→ Document passage
Homemade furikake: Easy peasy version
As a very mediocre cook, I want nothing better than an easy 10 min recipe that is both yummy and ticks all nutritional checkboxes. But then I end up with a bento menu repertoire of two. That’s why I like to sprinkle furikake over my rice bento to at least make it taste (and look) that much better. While I often default to buying a furikake premix from the supermarket which admittedly tastes great 99% of the time, sometimes I will make one at home to appease my inner guilt of not trying harder.
So here’s a very easy homemade furikake recipe that you can make in bulk to spruce up your bento. It is a bonito flake based furikake, called ‘Okaka’ in Japanese, and is probably the simplest of all furikake to make.
Ingredients to prepare
You will need to get a few ingredients from the supermarket, most probably an Asian/Japanese one.
- 40g bonito flakes (adjust amounts below accordingly if making a bigger batch)
- They look like the picture below
- 2 tbsp mirin
- 2 tbsp soy sauce
- 1 tbsp cooking sake
- 1 tbsp sugar
- 2 tbsp water
- White sesame seeds and shredded seaweed
This will be a very easy recipe:
- In a small saucepan, add the mirin, soy sauce, cooking sake, sugar and water. Low to medium heat. Bring to boil while mixing.
- Add 40g of bonito flakes to a frying pan on low heat.
- Add the sauce mixture to the bonito flakes.
- Keep mixing with chopsticks on low heat until almost dried out, about 5-10mins. If you use a spatula, it may stick quite a lot, so use a pair of chopsticks.
- Add the sesame seeds and shredded seaweed.
- Mix for another 2-3 minutes until well distributed.
- Transfer to an airtight container. These will keep for at least a month in the fridge, or freeze it, but it's highly likely they will be devoured before that.
Here are some ideas on what to use your newly made furikake for.
- Sprinkle on rice. This is the most basic but most common way to use furikake.

→ Records provided
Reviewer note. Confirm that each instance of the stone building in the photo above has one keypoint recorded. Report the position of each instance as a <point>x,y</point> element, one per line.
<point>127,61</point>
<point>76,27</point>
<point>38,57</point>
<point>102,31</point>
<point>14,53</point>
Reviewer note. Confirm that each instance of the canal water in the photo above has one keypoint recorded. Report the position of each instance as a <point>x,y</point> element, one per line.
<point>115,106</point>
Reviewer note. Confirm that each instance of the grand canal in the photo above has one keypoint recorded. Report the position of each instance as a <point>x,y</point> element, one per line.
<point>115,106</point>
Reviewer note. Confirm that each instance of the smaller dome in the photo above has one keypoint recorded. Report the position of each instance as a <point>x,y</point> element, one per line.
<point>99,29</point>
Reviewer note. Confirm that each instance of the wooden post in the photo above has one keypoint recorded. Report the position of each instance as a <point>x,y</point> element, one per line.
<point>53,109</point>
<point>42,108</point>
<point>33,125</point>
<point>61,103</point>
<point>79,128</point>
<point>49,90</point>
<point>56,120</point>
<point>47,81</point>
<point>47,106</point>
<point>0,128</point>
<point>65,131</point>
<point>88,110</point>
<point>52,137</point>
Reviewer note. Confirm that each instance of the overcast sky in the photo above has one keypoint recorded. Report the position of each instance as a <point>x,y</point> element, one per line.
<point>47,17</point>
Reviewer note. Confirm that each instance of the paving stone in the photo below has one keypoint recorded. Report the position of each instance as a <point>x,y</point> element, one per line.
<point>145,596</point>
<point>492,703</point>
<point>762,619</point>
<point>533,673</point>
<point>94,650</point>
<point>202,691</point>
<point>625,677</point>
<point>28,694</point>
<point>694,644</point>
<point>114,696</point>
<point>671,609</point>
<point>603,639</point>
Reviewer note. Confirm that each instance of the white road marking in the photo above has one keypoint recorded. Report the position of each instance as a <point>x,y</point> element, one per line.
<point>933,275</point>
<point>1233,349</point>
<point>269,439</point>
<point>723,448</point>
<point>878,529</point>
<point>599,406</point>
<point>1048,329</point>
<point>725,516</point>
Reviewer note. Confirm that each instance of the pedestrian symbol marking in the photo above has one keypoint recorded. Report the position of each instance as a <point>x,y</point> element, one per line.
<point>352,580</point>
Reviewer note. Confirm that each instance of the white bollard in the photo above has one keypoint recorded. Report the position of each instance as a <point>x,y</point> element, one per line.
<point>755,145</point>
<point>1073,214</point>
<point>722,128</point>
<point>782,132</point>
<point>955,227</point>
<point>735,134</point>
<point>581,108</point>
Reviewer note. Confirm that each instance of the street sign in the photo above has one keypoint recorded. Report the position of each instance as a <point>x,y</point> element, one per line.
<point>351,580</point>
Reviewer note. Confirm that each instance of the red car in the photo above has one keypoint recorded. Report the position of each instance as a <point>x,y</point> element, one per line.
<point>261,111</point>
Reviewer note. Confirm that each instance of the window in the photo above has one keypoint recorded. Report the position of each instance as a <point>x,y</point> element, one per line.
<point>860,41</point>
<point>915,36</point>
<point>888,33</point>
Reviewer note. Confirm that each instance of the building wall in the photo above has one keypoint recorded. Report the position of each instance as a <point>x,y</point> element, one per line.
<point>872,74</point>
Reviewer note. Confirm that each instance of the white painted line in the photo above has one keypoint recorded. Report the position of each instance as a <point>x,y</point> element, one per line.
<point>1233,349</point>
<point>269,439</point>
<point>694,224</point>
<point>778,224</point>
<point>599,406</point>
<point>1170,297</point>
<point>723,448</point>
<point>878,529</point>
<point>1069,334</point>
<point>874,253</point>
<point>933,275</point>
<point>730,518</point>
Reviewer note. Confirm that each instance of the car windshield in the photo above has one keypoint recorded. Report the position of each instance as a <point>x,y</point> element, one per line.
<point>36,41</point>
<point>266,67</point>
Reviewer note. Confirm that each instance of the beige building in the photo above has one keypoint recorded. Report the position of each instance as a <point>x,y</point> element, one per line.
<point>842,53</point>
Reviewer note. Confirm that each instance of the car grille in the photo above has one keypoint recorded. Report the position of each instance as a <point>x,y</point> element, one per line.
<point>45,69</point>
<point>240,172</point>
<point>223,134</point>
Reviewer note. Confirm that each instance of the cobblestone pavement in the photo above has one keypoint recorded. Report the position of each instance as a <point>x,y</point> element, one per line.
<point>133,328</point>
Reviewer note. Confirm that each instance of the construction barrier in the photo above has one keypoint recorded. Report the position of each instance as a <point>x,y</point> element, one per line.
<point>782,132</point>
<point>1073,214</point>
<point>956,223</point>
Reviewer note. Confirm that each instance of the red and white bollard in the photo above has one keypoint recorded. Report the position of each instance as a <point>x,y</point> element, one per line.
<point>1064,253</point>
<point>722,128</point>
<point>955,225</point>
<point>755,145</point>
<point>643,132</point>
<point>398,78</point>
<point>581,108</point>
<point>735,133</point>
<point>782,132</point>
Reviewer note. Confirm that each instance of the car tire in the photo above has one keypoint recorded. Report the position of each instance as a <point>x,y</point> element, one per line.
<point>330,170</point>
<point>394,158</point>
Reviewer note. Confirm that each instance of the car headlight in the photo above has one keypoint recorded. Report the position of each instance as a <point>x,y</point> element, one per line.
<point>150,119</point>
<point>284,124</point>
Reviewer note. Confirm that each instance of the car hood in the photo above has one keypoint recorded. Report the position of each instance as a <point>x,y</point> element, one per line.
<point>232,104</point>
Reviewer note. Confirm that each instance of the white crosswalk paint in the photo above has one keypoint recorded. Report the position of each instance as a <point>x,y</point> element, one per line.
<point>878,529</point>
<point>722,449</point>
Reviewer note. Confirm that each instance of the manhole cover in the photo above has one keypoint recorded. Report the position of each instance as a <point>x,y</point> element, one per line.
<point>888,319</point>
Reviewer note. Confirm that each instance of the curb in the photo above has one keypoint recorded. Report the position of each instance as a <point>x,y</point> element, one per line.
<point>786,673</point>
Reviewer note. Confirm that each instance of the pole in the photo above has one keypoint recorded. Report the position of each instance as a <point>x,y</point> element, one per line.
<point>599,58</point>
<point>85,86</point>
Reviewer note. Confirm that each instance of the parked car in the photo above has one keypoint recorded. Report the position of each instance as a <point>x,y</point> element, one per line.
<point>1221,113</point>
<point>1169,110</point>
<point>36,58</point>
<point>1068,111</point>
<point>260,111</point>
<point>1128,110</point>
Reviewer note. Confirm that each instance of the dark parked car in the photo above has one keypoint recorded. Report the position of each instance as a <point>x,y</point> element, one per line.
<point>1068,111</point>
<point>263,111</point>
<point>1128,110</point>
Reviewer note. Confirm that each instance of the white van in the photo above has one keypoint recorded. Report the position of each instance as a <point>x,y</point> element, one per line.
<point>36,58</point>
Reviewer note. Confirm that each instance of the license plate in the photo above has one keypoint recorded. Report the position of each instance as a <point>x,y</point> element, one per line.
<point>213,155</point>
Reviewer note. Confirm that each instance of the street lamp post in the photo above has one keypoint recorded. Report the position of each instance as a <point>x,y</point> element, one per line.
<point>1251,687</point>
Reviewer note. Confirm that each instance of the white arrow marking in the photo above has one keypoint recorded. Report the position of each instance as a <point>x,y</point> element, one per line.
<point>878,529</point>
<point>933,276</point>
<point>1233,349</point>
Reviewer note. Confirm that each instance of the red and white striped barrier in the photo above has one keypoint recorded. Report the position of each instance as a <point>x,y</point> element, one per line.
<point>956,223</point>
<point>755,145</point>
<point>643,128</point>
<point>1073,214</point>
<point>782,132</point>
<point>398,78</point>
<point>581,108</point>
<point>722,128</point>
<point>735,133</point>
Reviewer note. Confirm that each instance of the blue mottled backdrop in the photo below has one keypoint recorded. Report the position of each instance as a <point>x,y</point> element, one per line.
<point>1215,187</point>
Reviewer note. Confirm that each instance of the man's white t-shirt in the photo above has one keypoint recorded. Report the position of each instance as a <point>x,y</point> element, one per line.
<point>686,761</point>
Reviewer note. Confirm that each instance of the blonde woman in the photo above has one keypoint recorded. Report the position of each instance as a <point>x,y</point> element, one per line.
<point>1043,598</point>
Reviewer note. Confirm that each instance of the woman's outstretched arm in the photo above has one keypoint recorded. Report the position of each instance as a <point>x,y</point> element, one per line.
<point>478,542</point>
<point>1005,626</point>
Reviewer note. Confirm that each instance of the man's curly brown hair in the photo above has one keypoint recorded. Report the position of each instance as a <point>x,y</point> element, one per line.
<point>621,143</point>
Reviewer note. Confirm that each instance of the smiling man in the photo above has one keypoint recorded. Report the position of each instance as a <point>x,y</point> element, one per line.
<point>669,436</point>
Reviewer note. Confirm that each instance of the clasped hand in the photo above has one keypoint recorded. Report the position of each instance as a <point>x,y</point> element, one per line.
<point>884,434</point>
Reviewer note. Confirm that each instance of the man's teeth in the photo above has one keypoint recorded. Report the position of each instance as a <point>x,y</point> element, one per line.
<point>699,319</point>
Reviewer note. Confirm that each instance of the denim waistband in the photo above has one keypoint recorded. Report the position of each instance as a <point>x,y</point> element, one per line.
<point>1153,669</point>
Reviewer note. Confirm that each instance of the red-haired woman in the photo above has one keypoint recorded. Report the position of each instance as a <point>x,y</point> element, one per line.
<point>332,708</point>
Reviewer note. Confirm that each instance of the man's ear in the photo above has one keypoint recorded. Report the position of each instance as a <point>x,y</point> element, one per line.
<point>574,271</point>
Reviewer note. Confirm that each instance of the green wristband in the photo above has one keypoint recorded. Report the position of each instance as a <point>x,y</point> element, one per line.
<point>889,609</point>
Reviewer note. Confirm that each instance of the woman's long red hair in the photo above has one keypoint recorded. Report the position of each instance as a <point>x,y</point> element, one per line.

→ Exercise description
Write the next part of the homemade furikake recipe, picking up after its last sentence. The data here has no connection to the furikake recipe.

→ Written response
- Onigiri rice ball. While you can sprinkle furikake onto a neatly moulded onigiri, you can also mix it up into the rice beforehand so that you get a really tasty riceball. Plus it will look very appetizing too when organizing your bento box.
- Soba salad. This is a great dish in summer. After boiling the soba noodles, you can mix it with tomato and lettuce. With a soba salad, you can pour a wafu dressing (made with soy sauce, rice vinegar, sesame oil and mirin) onto the salad/noodle mix. You can then sprinkle some furikake onto the noodles, and this adds some texture and an added flavour to the salad.
- Hot chips/French fries. You wouldn’t think it, but the combination of fried potato and furikake is absolutely divine.
- Cold tofu (“Hiya yakko”). This is a cold dish of just tofu and soy sauce with a simple topping of ginger or spring onions. You can also complement it with a bit of furikake.
- Steamed vegetables. Again, just sprinkle over any steamed vegetable like broccoli or spinach, and it will add a lot more texture and umami.
- Mix with a dip like mayonnaise. Ok, there may be a limit on the type of dip you can mix with furikake, but mayonnaise is definitely one you can. It adds a bit of crunch and salty/sweet flavour.
As you can see, there really isn’t any limitation of how to use furikake, and it’s as simple as sprinkling over your dish (hence ‘furikake’!).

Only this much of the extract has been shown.